[Rows from a dataset]
───

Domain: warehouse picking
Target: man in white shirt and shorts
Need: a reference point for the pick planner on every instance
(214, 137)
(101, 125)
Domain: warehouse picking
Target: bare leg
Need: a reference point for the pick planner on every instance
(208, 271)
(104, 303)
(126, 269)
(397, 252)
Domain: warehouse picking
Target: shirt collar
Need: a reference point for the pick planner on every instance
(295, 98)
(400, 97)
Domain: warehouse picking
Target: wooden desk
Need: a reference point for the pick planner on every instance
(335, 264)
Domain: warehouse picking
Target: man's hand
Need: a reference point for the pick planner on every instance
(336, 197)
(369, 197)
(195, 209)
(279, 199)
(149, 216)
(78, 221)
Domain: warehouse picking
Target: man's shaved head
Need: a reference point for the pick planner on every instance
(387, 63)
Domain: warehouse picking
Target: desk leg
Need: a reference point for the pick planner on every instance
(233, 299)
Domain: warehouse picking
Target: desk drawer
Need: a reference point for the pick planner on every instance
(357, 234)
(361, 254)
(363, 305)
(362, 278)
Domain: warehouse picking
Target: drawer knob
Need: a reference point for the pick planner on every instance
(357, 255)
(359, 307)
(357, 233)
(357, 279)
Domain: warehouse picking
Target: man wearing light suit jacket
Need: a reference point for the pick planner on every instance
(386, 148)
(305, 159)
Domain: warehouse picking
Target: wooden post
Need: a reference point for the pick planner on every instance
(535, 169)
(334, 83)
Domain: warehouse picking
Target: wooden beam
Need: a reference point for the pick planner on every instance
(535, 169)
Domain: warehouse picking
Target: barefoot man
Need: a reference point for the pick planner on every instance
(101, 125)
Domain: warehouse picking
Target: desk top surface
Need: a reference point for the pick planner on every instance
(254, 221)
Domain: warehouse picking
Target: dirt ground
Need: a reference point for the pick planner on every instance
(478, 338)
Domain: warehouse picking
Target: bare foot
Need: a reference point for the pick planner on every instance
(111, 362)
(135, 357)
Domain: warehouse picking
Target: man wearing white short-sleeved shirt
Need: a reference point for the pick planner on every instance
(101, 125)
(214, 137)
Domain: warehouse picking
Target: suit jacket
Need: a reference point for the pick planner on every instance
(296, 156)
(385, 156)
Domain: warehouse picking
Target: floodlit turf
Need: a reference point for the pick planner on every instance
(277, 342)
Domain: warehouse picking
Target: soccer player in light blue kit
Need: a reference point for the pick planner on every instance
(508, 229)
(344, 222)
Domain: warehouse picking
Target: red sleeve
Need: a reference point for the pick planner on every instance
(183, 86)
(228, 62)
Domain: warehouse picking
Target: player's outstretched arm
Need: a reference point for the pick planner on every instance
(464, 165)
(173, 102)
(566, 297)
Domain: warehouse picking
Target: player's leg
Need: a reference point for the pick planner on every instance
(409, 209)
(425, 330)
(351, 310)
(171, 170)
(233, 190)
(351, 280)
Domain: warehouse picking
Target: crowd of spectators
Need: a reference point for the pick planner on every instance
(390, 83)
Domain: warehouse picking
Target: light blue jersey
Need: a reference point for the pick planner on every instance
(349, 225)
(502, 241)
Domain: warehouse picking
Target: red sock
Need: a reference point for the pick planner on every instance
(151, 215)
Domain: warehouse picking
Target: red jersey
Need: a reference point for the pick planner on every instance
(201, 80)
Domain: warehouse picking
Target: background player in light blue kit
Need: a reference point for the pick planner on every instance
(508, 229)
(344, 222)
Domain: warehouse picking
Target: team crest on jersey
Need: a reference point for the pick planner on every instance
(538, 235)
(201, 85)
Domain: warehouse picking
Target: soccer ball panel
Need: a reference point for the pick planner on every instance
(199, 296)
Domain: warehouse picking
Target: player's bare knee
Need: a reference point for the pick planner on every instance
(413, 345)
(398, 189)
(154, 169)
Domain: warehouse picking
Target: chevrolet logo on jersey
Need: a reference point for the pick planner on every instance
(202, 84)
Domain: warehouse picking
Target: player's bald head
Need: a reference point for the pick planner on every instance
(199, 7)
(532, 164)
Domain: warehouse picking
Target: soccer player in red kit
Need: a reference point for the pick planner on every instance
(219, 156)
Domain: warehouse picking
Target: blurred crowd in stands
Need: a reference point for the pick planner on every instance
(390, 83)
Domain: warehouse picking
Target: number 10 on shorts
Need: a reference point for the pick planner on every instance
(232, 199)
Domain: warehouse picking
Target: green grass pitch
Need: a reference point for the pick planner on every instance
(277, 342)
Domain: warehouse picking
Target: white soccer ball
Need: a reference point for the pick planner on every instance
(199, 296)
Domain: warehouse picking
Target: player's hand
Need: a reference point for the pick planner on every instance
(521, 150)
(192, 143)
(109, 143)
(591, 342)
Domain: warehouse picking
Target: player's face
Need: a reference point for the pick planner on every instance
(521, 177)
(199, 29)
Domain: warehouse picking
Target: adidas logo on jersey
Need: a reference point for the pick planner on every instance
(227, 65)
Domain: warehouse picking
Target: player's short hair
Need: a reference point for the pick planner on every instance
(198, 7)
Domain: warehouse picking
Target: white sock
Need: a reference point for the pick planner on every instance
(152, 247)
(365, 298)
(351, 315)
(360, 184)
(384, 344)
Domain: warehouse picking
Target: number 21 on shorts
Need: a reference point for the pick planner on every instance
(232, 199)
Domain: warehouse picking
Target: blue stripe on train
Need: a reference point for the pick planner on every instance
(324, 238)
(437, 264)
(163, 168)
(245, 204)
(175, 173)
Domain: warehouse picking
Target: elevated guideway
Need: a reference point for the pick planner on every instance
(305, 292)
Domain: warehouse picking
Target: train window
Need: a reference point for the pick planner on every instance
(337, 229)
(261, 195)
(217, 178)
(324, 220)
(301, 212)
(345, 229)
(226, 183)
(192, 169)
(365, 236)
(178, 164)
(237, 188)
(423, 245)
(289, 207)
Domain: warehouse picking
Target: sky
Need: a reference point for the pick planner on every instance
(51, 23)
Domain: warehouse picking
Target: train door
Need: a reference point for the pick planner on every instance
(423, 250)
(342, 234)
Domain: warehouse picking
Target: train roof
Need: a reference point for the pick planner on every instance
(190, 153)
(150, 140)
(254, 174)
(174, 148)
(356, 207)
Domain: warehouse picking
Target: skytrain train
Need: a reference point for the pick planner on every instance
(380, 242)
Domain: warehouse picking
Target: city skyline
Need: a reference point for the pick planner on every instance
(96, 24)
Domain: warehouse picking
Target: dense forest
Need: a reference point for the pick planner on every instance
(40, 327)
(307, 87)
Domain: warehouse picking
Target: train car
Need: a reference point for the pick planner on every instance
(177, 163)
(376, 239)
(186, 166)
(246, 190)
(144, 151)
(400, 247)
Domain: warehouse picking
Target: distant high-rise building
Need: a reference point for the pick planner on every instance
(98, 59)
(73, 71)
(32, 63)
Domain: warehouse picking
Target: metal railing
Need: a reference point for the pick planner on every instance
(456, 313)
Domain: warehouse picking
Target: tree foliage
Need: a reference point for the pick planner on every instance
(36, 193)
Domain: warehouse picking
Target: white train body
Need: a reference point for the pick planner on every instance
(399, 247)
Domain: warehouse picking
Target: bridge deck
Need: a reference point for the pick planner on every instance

───

Copy all data exactly, start to finish.

Domain: warehouse picking
Target: man in white shirt and shorts
Need: a reference point for the pick planner on every instance
(214, 137)
(101, 125)
Domain: warehouse picking
Target: bare leg
Need: a reference point for the pick planner on every instance
(208, 271)
(104, 303)
(126, 269)
(397, 252)
Domain: warehouse picking
Target: shirt collar
Need: a reference point for the pick planner on every instance
(295, 98)
(400, 97)
Domain: warehouse picking
Target: wooden desk
Need: a reference point for the pick planner on every instance
(335, 264)
Domain: warehouse picking
Target: man's hand
Need: a reference point for the pick planner on every instance
(336, 197)
(369, 197)
(195, 209)
(279, 199)
(149, 216)
(78, 221)
Domain: warehouse picking
Target: man's shaved head
Need: a reference point for the pick planner on every instance
(387, 63)
Domain: warehouse picking
Target: desk leg
Need: a reference point for the pick planner on every instance
(233, 299)
Domain: warehouse picking
Target: desk drawer
Need: a reference point for the pick planner on every instance
(357, 234)
(361, 254)
(363, 305)
(362, 278)
Domain: warehouse picking
Target: drawer knob
Need: a reference point for the pick planner on every instance
(357, 255)
(359, 307)
(357, 233)
(357, 279)
Domain: warehouse picking
Target: man wearing light suit jacket
Need: a reference point for the pick planner on every instance
(386, 148)
(305, 159)
Domain: warehouse picking
Target: wooden post
Need: a reference point for the pick planner on every instance
(535, 169)
(334, 83)
Domain: warehouse picking
Target: wooden beam
Need: a reference point for the pick planner on every instance
(535, 169)
Domain: warehouse picking
Target: barefoot man
Need: a reference point for the pick planner on every instance
(101, 125)
Domain: warehouse picking
Target: desk top surface
Need: a reference point for the pick planner on every instance
(254, 221)
Domain: warehouse picking
Target: dirt ground
Need: a reference point for the pick planner on every instance
(478, 338)
Domain: warehouse picking
Target: bare foot
Need: a reference point for the pick planner on every instance
(111, 362)
(135, 357)
Domain: warehouse picking
Target: man wearing white short-sleeved shirt
Need: a reference point for the pick planner on every instance
(101, 125)
(214, 137)
Domain: warehouse picking
Target: suit jacket
Need: a reference point for the pick planner on every instance
(296, 156)
(385, 156)
Domain: warehouse picking
Target: floodlit turf
Need: a reference point for the pick planner on every instance
(277, 342)
Domain: warehouse picking
Target: soccer player in light blue kit
Need: a reference point for the pick planner on every instance
(508, 229)
(344, 222)
Domain: warehouse picking
Target: red sleeve
Need: a reference point for the pick planner on every instance
(183, 86)
(228, 62)
Domain: warehouse picking
Target: player's outstretched arm
Need: a reference point for the pick planner on every instance
(464, 165)
(173, 102)
(566, 297)
Domain: warehouse picking
Target: player's leg
Need: a reference point for the pick planner on every instance
(409, 209)
(425, 330)
(351, 310)
(171, 170)
(233, 190)
(351, 280)
Domain: warehouse picking
Target: crowd of spectators
Need: a reference point for the pick planner on every instance
(390, 83)
Domain: warehouse picking
Target: light blue jersey
Need: a reference point for the pick planner on every instance
(349, 225)
(502, 241)
Domain: warehouse picking
Target: red sock
Need: a reference point for the pick planner on every instance
(151, 215)
Domain: warehouse picking
Target: red jersey
Need: a reference point for the pick planner on every instance
(201, 80)
Domain: warehouse picking
Target: background player in light blue kit
Need: a reference point for the pick planner on every instance
(508, 229)
(344, 222)
Domain: warehouse picking
Target: team crest on jersey
Need: a reference point for the pick planner on every instance
(538, 235)
(201, 85)
Domain: warehouse picking
Target: soccer ball panel
Need: a reference point for the pick planner on every instance
(199, 296)
Domain: warehouse picking
Target: player's bare knee
Need: a reference point for the pick planner on every instance
(413, 345)
(398, 189)
(154, 169)
Domain: warehouse picking
Target: chevrolet logo on jersey
Need: a reference point for the pick planner on every instance
(202, 84)
Domain: warehouse picking
Target: player's bald head
Need: a reference point for the pick planner on every instance
(199, 7)
(532, 164)
Domain: warehouse picking
Target: soccer player in red kit
Need: a reference point for the pick planner on every instance
(219, 156)
Domain: warehouse picking
Target: blurred crowd in stands
Need: a reference point for the pick planner on every instance
(390, 83)
Domain: warehouse picking
Target: number 10 on shorts
Need: a reference point for the pick planner on every instance
(232, 199)
Domain: warehouse picking
Target: green grass pitch
Need: a reference point for the pick planner on every instance
(277, 342)
Domain: warehouse picking
Target: white soccer ball
Need: a reference point for the pick planner on every instance
(199, 296)
Domain: warehouse picking
Target: player's hand
Need: a reference point for the pick planner on every instance
(521, 150)
(192, 143)
(109, 143)
(591, 342)
Domain: warehouse picking
Target: player's face
Need: a reference point for the pick planner on every instance
(521, 177)
(199, 29)
Domain: warehouse picking
Target: adidas logo on jersey
Need: a reference point for the pick planner on every instance
(227, 65)
Domain: warehouse picking
Target: player's short hair
Need: a reference point for the pick planner on every instance
(198, 7)
Domain: warehouse picking
Target: white sock
Need: a reference point for the pick planner on every instance
(152, 247)
(365, 298)
(351, 315)
(360, 184)
(384, 344)
Domain: warehouse picking
Target: number 21 on shorts
Need: a reference point for the pick planner on every instance
(232, 199)
Domain: warehouse picking
Target: blue stripe on train
Need: a reference point for the pick planner on every instance
(324, 238)
(437, 264)
(163, 168)
(245, 204)
(175, 173)
Domain: warehouse picking
Target: elevated guideway
Need: a reference point for the pick planner on every instance
(305, 292)
Domain: warehouse picking
Target: train window
Need: a reference point for the pick planner on every instance
(337, 229)
(261, 195)
(217, 178)
(324, 220)
(301, 212)
(345, 229)
(226, 183)
(192, 169)
(365, 236)
(178, 164)
(237, 188)
(423, 245)
(289, 207)
Domain: warehouse picking
Target: sky
Need: a reference point for the pick planner on every instance
(51, 23)
Domain: warehouse picking
Target: train door
Need: a reference point for the pick planner on every instance
(423, 250)
(342, 234)
Domain: warehouse picking
Target: train roof
Need: a reference point for the pick planner on every instance
(190, 153)
(150, 140)
(254, 174)
(174, 148)
(356, 207)
Domain: warehouse picking
Target: skytrain train
Need: a reference point for the pick planner on every instance
(380, 242)
Domain: warehouse picking
Target: city skyline
Need: a reference point for the pick planner on every instance
(96, 24)
Domain: warehouse picking
Target: dense forest
Need: a reference point for the pick planner on every instance
(40, 327)
(307, 87)
Domain: warehouse picking
Target: train car
Need: a reference point for the pick planner on every instance
(177, 163)
(376, 239)
(186, 166)
(246, 190)
(144, 151)
(400, 247)
Domain: warehouse picking
Target: distant high-rise building
Need: a reference point for the pick planner on every instance
(98, 59)
(73, 71)
(32, 63)
Domain: warehouse picking
Target: metal railing
Need: a reference point for the pick planner on every instance
(456, 313)
Domain: warehouse picking
Target: tree foliage
Need: a reference point for the pick planner on every instance
(36, 193)
Domain: warehouse picking
Target: white train body
Need: a reference point for the pick planner on every instance
(399, 247)
Domain: warehouse picking
Target: bridge deck
Need: a reference point for the pick planner on every instance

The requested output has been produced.